### Supplied text
________________

Thursday, March 15, 2007

A Second Life

Five years ago I started publishing a weekly E-Letter. In my first issue I talked about the second life that each of us will have the opportunity to experience. My friend, and subscriber, Dave immediately emailed back and said, “A second life after 50? I think I'm on my third right now.”

Dave is right; he is in his third age.

Alan Pifer, former chairman of the Carnegie Corporation Project on an Aging Society, has suggested that our increasing longevity gives us a new third quarter in our life span. He says this “should constitute a period of rebirth, with the awakening of new interests and enthusiasm for life, and few possibilities for being productive.”

The challenge that we face is how can we make our additional years better for ourselves and better for our society.

William A. Sadler, author of The Third Age, uses sigmoid curve (a S laying on it’s side and stretched out). According to Dr. Sadler there is a brief dip in the learning curve during early adaptation to life. Then we progress upward towards a peak near the middle of life, where we reach a plateau. From there it is a gradual descent. This is the old, conventional view of life.

The poet T. S. Eliot, at age seventy expressed a conventional view of the second half of life in very unconventional and blunt terms: “I don’t believe one grows older. I think that what happens early on in life is that at a certain age one stands still and stagnates.”

What has really changed is our lengthening life span. In eighteenth-century American, the average life span was barely forty. From 1900 to 1993 the average American life expectancy went from 47.3 yeas to 75.5 years. As we enter the twenty-first century, the average American life span is nearly eighty.

________________

Data records

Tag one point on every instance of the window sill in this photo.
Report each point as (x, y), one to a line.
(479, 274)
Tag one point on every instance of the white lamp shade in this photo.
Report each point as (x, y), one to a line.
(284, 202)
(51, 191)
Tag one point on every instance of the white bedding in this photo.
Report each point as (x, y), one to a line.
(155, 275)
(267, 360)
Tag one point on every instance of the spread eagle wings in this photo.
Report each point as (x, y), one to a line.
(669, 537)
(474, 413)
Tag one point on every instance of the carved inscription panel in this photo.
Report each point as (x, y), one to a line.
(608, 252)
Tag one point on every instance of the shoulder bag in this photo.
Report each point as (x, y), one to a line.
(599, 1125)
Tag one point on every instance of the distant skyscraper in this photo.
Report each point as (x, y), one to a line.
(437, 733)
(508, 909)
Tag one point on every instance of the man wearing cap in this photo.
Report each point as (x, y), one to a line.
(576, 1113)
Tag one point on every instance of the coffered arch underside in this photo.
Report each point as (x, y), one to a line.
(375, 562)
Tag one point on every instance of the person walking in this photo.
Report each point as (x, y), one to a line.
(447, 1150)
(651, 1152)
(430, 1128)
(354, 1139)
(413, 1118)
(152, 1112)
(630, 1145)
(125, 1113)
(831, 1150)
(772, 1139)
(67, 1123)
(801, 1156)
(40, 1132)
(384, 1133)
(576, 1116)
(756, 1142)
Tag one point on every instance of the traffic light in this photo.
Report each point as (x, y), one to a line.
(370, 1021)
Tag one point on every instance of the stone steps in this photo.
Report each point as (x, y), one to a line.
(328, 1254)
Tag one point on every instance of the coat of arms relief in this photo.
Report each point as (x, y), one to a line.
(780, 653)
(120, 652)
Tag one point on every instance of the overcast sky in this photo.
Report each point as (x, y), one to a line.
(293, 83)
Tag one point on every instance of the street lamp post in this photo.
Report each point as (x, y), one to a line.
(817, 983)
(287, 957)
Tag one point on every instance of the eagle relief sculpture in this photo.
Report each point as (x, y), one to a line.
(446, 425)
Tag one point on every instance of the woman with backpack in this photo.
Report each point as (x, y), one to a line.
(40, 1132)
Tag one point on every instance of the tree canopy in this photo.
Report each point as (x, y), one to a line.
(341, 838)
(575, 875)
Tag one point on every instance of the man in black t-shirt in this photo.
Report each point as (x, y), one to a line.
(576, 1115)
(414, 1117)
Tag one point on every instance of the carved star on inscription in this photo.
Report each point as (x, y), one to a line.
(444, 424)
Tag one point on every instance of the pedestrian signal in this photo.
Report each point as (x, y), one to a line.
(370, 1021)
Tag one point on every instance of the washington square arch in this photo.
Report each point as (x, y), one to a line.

________________

### Actions to take
a: Decide whether each statement agrees with the post on a second life, answering yes or no and quoting the words of the post that settle it: (i) The E-Letter came out once a week. (ii) T. S. Eliot was seventy when he gave the view quoted in the post. (iii) Dave replied to the first issue by telephone.
b: Render this sentence from the post on a second life in Spanish: "Dave is right; he is in his third age."
c: Carry the post on a second life forward, starting after its final sentence.
These data have no connection to the post on a second life.

### Answer set
a:
(i) Yes: "Five years ago I started publishing a weekly E-Letter."
(ii) Yes: "The poet T. S. Eliot, at age seventy expressed a conventional view of the second half of life"
(iii) No: "Dave immediately emailed back"

b: Dave tiene razón; está en su tercera edad.

c:
Many of us are getting a thirty year bonus. I’m going to live mine to the fullest. Dr. Walter Bortz of Palo Alto, California, has specialized in vital aging, says that we should plan on living one hundred years or more. Between 1960 and 1996 the number of centenarians in America increased from 3,000 to over 55,000. He feels that millions will pass this milestone in this century. There will be too many of us to be mentioned on the Today Show. Willard will have to up the age to 110 or 115.

According to Dr. Sadler, “Getting older has commonly been associated with five deadly D words: decline, disease, dependency, depression and decrepitude (feebleness). After these, of course comes the sixth dreaded D word, which marks the end of the line.”

Ever since that first E-Letter I have focused on the R words, such as rebirth, renewal, regeneration, revitalization and rejuvenation. It has also lead into a new career field and looking at new dreams and goals. I’m enjoying my second life.

I welcome and encourage feedback. I want to hear your stories. It also lets me know I anyone is reading this.